═══ Tekstfragment
Verder blijkt dat reeds verwijderde items van transformationeel leiderschap na
factoranalyse wel positief gerelateerd waren aan help the group. Wellicht sluit dit aan bij
de theorie dat transformationeel leiderschap uit meerdere dimensies bestaat.
3
Introductie
Volgens het burgerlijk wetboek moet iedere werknemer en werkgever zich als een
goed werknemer en goed werkgever gedragen. Maar het burgerlijk wetboek geeft
hierover geen precieze beschrijving. Een aantal jaar geleden heeft de Hoge Raad een
uitspraak gedaan waarin bepaald werd dat een werknemer in het algemeen positief
behoort in te gaan op redelijke voorstellen van de werkgever, verband houdend met
gewijzigde omstandigheden op het werk.
TNO deed in 2004 een onderzoek naar goed werknemerschap en goed
werkgeverschap. Ze ondervroegen 500 werknemers en 1000 werkgevers over wat goed
werknemerschap en goed werkgeverschap nou werkelijk inhoudt. De kern van goed
werknemerschap is dat een medewerker toegevoegde waarde heeft vanuit het perspectief
van de werkgever. Dat kan toegevoegde waarde in economische zin zijn en/of
toegevoegde waarde in sociale zin.
Uit de resultaten van TNO blijkt dat goed werkgeverschap een belangrijke invloed
heeft op goed werknemerschap. Werknemers zijn bereid iets extra’s te doen voor goede
werkgevers. Werknemers typeerden het bieden van uitdagend werk, zorgen voor
waardering, ruimte geven aan individuele wensen en behoeften en het goed luisteren naar
medewerkers als een onderdeel van goed werkgeverschap.
Hieruit valt op te maken dat het belangrijk is voor werkgevers of leidinggevenden
om goed te communiceren met werknemers of ondergeschikten. Om op die manier een
goede relatie op te bouwen die de ruimte biedt om goed te luisteren naar de wensen en
behoeften van het individu. Goed werkgeverschap is het gedrag van werkgevers en
leidinggevenden dat optimaal rekening houdt met de belangen en gevoelens van
werknemers, vanuit de overtuiging dat het voordeel heeft voor ons allen (TNO, 2004).
Vanuit de theorie zijn de concepten die hiervoor relevant zijn transformationeel
leiderschap en leader-member exchange.Een goede ontwikkelde uitwisselingsrelatie
(hoge LMX) hangt samen met transformationeel leiderschap (Graen & Uhl-Bien, 1995).
══════
═══ Fragment gegevensset
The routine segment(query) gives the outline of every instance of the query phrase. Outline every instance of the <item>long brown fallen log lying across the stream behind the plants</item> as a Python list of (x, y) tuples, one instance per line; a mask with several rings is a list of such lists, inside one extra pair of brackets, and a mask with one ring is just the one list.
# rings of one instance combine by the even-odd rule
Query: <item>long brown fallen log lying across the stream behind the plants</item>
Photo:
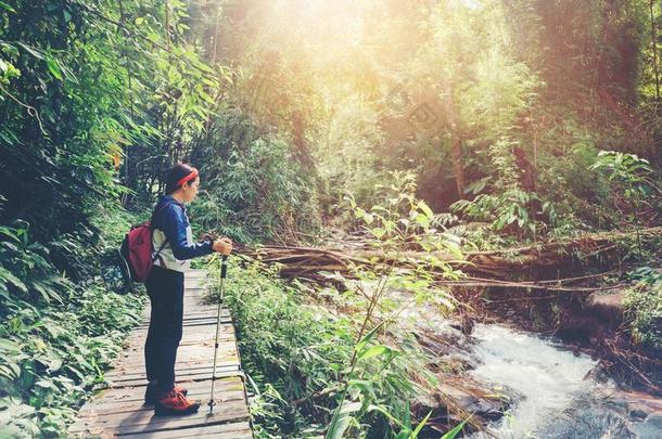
══════
Werk de tekst over goed werkgeverschap bij: geef alles van "Hieruit valt op" tot en met "(Graen & Uhl-Bien, 1995)." opnieuw, met "medewerkers" in plaats van "ondergeschikten".

Hieruit valt op te maken dat het belangrijk is voor werkgevers of leidinggevenden
om goed te communiceren met werknemers of medewerkers. Om op die manier een
goede relatie op te bouwen die de ruimte biedt om goed te luisteren naar de wensen en
behoeften van het individu. Goed werkgeverschap is het gedrag van werkgevers en
leidinggevenden dat optimaal rekening houdt met de belangen en gevoelens van
werknemers, vanuit de overtuiging dat het voordeel heeft voor ons allen (TNO, 2004).
Vanuit de theorie zijn de concepten die hiervoor relevant zijn transformationeel
leiderschap en leader-member exchange.Een goede ontwikkelde uitwisselingsrelatie
(hoge LMX) hangt samen met transformationeel leiderschap (Graen & Uhl-Bien, 1995).